=== TEXT UNDER STUDY ===
================================
They sympathy seek, they cause jealousy, they stir the pot, they can’t find there own way so they use yours. I could rant for hours! Why do people need to be too faced, manipulative and in my opinion just plain awful? There really is no reason, when all you need to do is say it how it is, own it and move on. Not everyone in this world will be everyone’s cup of tea, so if it doesn’t work, move on and find someone that you do want to be around. I guess what I am banging on about is being true, life really is too short to loose it in a wave of trying to fake it, what will faking something with someone achieve? Nothing but the broken emotion of the other person who is being taken for a ride.
I have seen it with my own eyes, I have watched as a “friend” faked it so badly that she lost herself, and in doing so, she lost us. She gambled on the wrong bet and we all came off worse for it. We lost who we were really in love with as a friend. As she changed, we changed, we could see that she was no longer the beautiful, funny, courageous and clever woman that she was. But, more self centred and doing what she could, to hold onto a man by faking it. Needless to say she ended up as another number in my every growing body count.
The final piece to this puzzle is the “makers”, they are the ones that will fight tooth and nail to make it, in life, in relationships, in any game. They want so badly for it to pan out in the right way, that they will sacrifice everything to try. Usually they win, and at times they come off badly. They loose sight of themselves and what they are about in a bid to be someones everything. But their sense of determination is limitless, they will get there, or die trying. I am one of those people, if i set my mind to something, then there is no way that I will give up until I make it happen.
Although, sometimes I get it wrong, I gave up trying to make it with Champagne Charlie, as we all know, I put in everything and still didn’t get it right. Or so I thought, it wasn’t me that didn’t get it right, it was him who was so blinded that he couldn’t see what was in front of his face. Looking back on it now, I am glad he didn’t see me. I think I would be in a very different place now, emotionally and physically if he had stayed, and I probably would have lost a few people around me that I never want to be without.
================================
=== INFORMATION ===
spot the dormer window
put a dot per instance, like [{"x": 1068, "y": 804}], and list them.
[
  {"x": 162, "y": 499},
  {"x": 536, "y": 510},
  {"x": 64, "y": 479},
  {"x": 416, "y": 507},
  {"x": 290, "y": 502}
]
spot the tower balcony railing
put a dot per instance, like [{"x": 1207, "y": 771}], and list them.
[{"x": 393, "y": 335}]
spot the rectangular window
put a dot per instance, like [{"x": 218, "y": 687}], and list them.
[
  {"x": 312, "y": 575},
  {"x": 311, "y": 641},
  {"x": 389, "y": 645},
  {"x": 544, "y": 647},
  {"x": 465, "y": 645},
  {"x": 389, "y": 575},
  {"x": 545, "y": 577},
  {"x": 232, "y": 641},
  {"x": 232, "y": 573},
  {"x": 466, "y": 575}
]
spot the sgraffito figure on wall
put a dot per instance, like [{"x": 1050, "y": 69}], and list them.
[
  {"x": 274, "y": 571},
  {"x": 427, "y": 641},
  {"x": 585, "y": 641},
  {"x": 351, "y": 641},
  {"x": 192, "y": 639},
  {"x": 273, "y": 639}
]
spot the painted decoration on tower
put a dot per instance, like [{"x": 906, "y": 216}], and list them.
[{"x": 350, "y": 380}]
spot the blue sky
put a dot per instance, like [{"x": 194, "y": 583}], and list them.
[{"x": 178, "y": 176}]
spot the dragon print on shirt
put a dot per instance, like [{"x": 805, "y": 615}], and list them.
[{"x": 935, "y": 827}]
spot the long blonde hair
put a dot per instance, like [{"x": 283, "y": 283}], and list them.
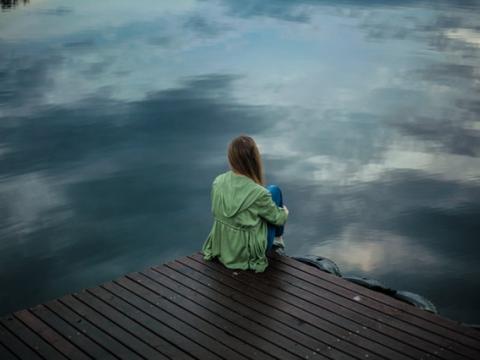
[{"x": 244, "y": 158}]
================================
=== ASSIGNED TASK 1 ===
Duplicate the blog post about faking it word for word, starting at "Although, sometimes I" and ending at "to be without.".
=== ASSIGNED TASK 2 ===
In the blog post about faking it, what name is given to the people who will fight tooth and nail to make it?
=== ASSIGNED TASK 3 ===
Take the blog post about faking it further, continuing from where it stops.

=== REPLY 1 ===
Although, sometimes I get it wrong, I gave up trying to make it with Champagne Charlie, as we all know, I put in everything and still didn’t get it right. Or so I thought, it wasn’t me that didn’t get it right, it was him who was so blinded that he couldn’t see what was in front of his face. Looking back on it now, I am glad he didn’t see me. I think I would be in a very different place now, emotionally and physically if he had stayed, and I probably would have lost a few people around me that I never want to be without.

=== REPLY 2 ===
The "makers."

=== REPLY 3 ===
I think what I am trying to say is, know what it is that you want from a relationship, any relationship. Know who you are before you go giving everything, to someone who is not worth it and if it starts to look like it is becoming toxic for you, then try to address your concerns. If the person is not prepared to listen and understand your feelings then, don’t stay in a bid to try and make it, because, it can’t, it won’t, and no matter how hard you fight, it just wont cut it.
This world turns with all these types of people in it, hearts get broken, minds and souls get used and people fall along the way. But, the most important thing is to take care of yourself, because if you don’t achieve that, then you can’t take on others and understand fully what they are bringing or taking from your life. We are only here for a short while, we want it to be the best it can be, so surround yourself with people who push you, challenge you and love you in ways that make you want to be a better person. Because, they are the “givers” in this world, they give you hope, hope that life is good and that you need to be just where you are right now.